=== Begin Enclosure ===
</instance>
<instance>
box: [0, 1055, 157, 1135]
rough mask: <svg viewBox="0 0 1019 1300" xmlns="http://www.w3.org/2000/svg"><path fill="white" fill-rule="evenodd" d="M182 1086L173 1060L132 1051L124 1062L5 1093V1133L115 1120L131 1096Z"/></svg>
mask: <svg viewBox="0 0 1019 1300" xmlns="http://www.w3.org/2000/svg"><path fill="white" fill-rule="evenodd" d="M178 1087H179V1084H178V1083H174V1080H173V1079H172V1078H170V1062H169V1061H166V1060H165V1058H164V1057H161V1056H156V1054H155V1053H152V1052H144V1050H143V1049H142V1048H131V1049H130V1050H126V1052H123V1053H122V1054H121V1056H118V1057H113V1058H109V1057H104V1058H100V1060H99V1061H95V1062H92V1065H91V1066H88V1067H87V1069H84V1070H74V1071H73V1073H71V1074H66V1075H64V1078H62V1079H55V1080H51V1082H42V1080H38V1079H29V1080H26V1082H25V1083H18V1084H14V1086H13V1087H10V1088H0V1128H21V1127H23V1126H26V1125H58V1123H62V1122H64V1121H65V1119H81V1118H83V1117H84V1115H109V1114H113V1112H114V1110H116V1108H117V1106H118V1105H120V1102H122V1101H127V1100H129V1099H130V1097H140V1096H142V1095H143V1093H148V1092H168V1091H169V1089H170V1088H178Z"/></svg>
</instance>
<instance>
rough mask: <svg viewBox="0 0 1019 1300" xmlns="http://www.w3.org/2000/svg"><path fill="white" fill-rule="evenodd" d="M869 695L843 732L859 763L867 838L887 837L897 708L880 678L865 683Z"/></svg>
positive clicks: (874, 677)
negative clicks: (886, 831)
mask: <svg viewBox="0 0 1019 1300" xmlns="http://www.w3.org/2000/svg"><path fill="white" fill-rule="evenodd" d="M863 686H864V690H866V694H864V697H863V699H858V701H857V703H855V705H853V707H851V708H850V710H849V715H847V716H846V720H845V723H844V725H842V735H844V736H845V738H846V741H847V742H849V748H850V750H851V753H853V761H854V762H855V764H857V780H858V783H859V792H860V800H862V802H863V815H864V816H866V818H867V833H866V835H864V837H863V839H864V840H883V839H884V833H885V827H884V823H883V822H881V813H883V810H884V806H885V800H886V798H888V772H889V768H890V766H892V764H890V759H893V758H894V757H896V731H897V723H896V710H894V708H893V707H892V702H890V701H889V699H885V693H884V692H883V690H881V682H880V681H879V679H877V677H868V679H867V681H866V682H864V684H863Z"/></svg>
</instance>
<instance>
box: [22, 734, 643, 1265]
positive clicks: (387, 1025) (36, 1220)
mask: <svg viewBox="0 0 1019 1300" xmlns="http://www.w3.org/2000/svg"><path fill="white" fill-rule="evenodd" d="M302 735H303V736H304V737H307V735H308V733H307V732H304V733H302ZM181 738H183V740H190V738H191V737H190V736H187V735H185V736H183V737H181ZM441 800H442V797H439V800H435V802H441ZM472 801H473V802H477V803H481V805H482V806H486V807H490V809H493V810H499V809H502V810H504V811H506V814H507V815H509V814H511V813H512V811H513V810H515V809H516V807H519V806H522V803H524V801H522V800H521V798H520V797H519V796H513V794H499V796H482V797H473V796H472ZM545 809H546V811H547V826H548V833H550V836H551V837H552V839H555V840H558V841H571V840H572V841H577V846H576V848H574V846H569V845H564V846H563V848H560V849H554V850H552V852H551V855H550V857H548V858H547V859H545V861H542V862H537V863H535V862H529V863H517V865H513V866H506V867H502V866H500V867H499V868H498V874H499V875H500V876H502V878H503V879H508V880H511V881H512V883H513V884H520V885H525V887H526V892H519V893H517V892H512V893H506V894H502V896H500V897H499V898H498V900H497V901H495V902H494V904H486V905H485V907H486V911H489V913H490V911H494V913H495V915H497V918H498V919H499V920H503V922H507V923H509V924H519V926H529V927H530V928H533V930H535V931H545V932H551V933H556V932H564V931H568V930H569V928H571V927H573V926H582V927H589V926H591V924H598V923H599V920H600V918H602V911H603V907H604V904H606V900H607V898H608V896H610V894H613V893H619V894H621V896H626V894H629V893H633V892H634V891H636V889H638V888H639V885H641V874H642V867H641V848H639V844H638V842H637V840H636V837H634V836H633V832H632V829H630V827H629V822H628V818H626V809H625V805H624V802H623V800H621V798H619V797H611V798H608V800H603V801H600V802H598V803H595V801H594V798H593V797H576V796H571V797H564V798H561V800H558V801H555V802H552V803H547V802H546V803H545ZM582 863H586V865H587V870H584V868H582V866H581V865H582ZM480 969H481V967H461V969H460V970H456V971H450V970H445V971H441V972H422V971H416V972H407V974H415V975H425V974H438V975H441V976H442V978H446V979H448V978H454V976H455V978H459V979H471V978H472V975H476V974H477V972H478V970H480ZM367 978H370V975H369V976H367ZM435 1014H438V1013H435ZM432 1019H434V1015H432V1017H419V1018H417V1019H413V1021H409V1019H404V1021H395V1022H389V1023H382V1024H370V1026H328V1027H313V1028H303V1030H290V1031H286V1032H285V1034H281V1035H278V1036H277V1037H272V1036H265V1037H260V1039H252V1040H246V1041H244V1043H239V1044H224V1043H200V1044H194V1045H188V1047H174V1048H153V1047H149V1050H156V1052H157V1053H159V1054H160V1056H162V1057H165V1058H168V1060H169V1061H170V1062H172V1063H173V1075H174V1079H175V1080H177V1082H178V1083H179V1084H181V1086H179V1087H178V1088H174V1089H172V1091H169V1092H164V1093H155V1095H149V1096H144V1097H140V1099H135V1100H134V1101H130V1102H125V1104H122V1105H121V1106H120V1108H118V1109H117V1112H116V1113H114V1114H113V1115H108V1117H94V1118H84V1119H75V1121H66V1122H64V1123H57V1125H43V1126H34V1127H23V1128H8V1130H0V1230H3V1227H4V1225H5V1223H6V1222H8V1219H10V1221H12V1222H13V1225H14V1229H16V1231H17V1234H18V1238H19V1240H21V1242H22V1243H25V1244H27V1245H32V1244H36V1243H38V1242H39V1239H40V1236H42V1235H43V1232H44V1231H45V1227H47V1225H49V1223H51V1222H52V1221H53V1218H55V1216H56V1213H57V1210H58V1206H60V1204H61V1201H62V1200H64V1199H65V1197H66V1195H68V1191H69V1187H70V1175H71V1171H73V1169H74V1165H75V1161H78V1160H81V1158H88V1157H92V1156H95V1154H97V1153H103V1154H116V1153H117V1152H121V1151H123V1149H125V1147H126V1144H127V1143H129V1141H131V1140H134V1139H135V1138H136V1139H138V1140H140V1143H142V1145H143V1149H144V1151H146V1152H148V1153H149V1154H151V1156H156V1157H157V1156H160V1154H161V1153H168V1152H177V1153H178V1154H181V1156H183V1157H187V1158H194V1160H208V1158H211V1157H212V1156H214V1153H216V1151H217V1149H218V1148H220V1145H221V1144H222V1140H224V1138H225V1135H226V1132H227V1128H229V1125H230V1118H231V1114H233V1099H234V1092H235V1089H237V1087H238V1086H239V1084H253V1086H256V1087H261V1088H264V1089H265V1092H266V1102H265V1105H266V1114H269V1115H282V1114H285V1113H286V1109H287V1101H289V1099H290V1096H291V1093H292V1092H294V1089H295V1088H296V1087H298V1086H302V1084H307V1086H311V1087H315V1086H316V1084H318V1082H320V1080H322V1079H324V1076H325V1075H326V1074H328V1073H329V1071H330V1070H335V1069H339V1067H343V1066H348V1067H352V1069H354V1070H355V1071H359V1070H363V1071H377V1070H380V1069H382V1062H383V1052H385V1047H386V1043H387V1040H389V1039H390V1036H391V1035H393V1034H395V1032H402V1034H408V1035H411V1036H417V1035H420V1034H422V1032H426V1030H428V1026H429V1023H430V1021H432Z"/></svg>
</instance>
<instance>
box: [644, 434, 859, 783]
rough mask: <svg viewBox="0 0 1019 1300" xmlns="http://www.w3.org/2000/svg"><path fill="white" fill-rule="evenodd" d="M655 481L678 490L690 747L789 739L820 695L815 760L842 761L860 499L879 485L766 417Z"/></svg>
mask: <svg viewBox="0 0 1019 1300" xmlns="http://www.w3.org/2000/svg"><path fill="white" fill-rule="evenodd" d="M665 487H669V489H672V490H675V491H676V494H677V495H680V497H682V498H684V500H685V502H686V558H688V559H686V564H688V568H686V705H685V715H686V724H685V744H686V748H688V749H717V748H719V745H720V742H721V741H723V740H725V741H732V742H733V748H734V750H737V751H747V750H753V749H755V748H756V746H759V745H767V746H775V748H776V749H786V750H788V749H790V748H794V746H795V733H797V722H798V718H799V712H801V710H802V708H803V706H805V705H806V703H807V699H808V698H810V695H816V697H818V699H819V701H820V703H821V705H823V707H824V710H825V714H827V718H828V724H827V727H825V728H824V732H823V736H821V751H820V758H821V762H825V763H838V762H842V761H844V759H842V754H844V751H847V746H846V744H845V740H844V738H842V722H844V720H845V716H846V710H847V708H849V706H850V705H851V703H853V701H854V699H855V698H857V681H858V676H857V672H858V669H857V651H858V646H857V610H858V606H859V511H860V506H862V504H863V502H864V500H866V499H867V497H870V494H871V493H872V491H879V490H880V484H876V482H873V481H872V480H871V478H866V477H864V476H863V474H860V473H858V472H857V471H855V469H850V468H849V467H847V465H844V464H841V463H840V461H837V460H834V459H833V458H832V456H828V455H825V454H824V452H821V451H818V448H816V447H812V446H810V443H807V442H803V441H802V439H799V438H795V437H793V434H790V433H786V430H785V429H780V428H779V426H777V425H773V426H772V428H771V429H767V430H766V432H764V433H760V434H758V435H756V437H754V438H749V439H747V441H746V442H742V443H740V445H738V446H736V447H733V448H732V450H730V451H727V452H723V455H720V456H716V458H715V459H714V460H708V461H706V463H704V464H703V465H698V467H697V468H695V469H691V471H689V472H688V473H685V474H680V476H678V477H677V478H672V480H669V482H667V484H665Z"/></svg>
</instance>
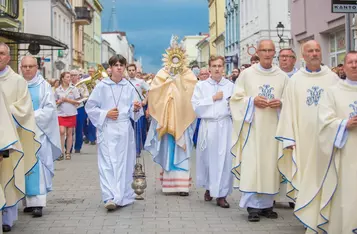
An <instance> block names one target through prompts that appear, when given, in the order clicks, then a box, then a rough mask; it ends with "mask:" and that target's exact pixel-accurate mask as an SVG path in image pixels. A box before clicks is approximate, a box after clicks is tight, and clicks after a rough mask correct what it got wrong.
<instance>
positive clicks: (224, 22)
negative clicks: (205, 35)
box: [208, 0, 226, 56]
mask: <svg viewBox="0 0 357 234" xmlns="http://www.w3.org/2000/svg"><path fill="white" fill-rule="evenodd" d="M208 7H209V34H210V55H221V56H224V52H225V46H224V33H225V28H226V22H225V18H224V11H225V2H224V1H223V0H208Z"/></svg>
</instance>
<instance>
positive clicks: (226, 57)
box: [225, 56, 233, 63]
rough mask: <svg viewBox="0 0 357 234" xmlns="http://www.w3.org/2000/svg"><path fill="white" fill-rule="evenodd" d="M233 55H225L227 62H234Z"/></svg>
mask: <svg viewBox="0 0 357 234" xmlns="http://www.w3.org/2000/svg"><path fill="white" fill-rule="evenodd" d="M232 57H233V56H226V57H225V59H226V63H231V62H232Z"/></svg>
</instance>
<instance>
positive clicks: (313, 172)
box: [295, 51, 357, 234]
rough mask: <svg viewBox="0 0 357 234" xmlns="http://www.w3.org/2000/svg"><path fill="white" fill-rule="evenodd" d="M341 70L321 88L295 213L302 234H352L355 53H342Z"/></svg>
mask: <svg viewBox="0 0 357 234" xmlns="http://www.w3.org/2000/svg"><path fill="white" fill-rule="evenodd" d="M344 71H345V73H346V76H347V78H346V80H340V81H339V82H338V83H337V84H336V85H334V86H331V87H328V88H326V89H325V91H324V92H323V94H322V97H321V100H320V102H319V108H318V110H317V117H318V118H317V120H318V122H317V124H316V125H317V127H316V128H315V129H316V132H315V134H314V135H317V137H315V143H316V144H317V147H316V151H315V152H316V153H315V154H314V155H313V157H312V158H311V159H313V160H311V159H309V160H308V164H307V165H306V170H305V173H307V171H308V172H309V174H306V175H305V176H306V177H309V178H308V180H309V183H304V190H303V191H301V193H299V196H298V199H297V203H296V205H297V207H301V208H299V210H296V211H295V214H296V216H297V217H298V219H299V221H300V222H302V223H303V224H304V226H305V227H307V231H306V233H321V234H322V233H329V234H330V233H331V234H335V233H341V234H345V233H357V218H356V207H357V185H356V182H355V178H356V175H357V173H356V167H357V161H356V155H357V153H356V142H357V52H355V51H353V52H350V53H347V55H346V57H345V63H344ZM302 198H304V204H301V201H302Z"/></svg>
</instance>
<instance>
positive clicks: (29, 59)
mask: <svg viewBox="0 0 357 234" xmlns="http://www.w3.org/2000/svg"><path fill="white" fill-rule="evenodd" d="M37 67H38V66H37V60H36V59H35V58H33V57H30V56H26V57H24V58H23V59H22V60H21V72H22V75H23V77H24V78H25V80H26V81H27V84H28V88H29V91H30V94H31V99H32V106H33V109H34V111H35V120H36V135H37V136H38V137H39V139H40V142H41V148H40V150H39V151H38V153H37V158H38V163H37V164H36V166H35V167H34V168H32V169H31V171H30V172H29V173H28V176H26V200H25V202H24V205H25V207H26V208H25V209H24V212H25V213H30V212H32V215H33V216H34V217H41V216H42V208H43V207H45V206H46V194H47V193H48V192H50V191H52V178H53V176H54V163H53V162H54V161H55V160H57V158H58V157H59V156H60V155H61V140H60V135H59V125H58V116H57V107H56V102H55V99H54V95H53V93H52V89H51V86H50V84H49V83H48V82H46V81H45V80H44V79H43V77H42V75H41V73H40V72H39V71H38V70H37Z"/></svg>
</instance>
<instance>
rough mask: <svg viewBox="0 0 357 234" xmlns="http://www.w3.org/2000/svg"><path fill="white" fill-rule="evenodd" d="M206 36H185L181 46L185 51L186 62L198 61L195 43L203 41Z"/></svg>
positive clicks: (197, 57)
mask: <svg viewBox="0 0 357 234" xmlns="http://www.w3.org/2000/svg"><path fill="white" fill-rule="evenodd" d="M206 36H207V35H193V36H185V37H184V38H183V39H182V44H183V45H184V47H185V49H186V55H187V62H188V63H190V62H193V61H198V49H197V47H196V45H197V43H198V42H200V41H201V40H203V39H205V38H206Z"/></svg>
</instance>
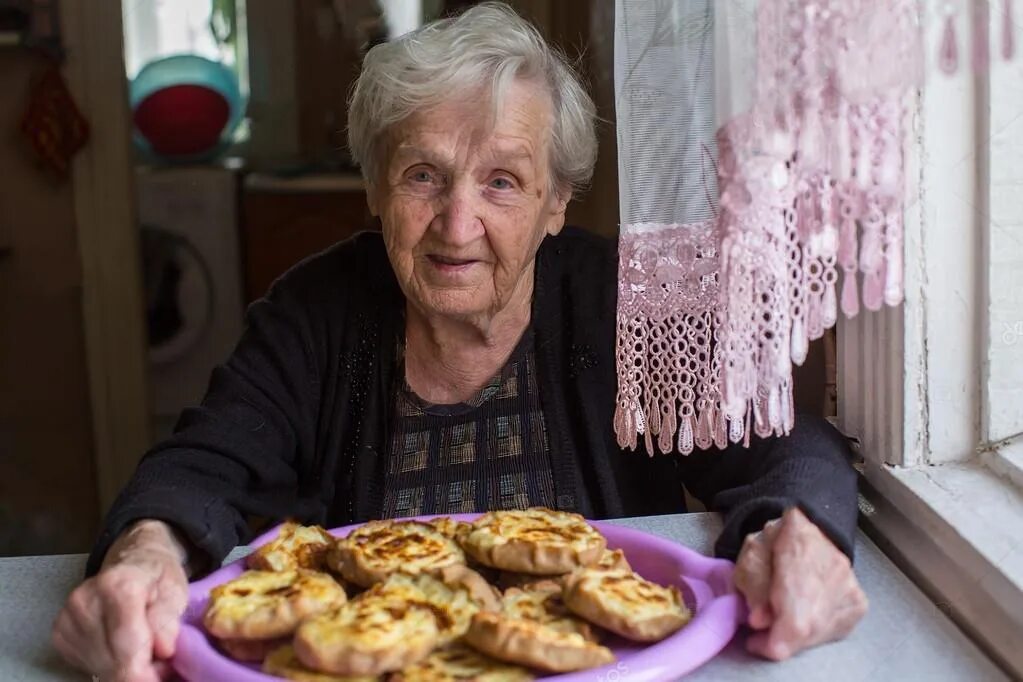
=== End Enclosure ===
Exercise details :: Give back exactly the lines of the listing above that run from the line with "positive clicks: (226, 57)" to the line with "box: [295, 51, 357, 234]", inclusive.

Your solution ::
positive clicks: (226, 57)
box: [225, 56, 233, 63]
rough mask: <svg viewBox="0 0 357 234" xmlns="http://www.w3.org/2000/svg"><path fill="white" fill-rule="evenodd" d="M233 55H225L227 62H234Z"/></svg>
mask: <svg viewBox="0 0 357 234" xmlns="http://www.w3.org/2000/svg"><path fill="white" fill-rule="evenodd" d="M232 57H233V56H226V57H225V59H226V63H231V62H232Z"/></svg>
</instance>
<instance>
positive clicks: (313, 172)
box: [295, 51, 357, 234]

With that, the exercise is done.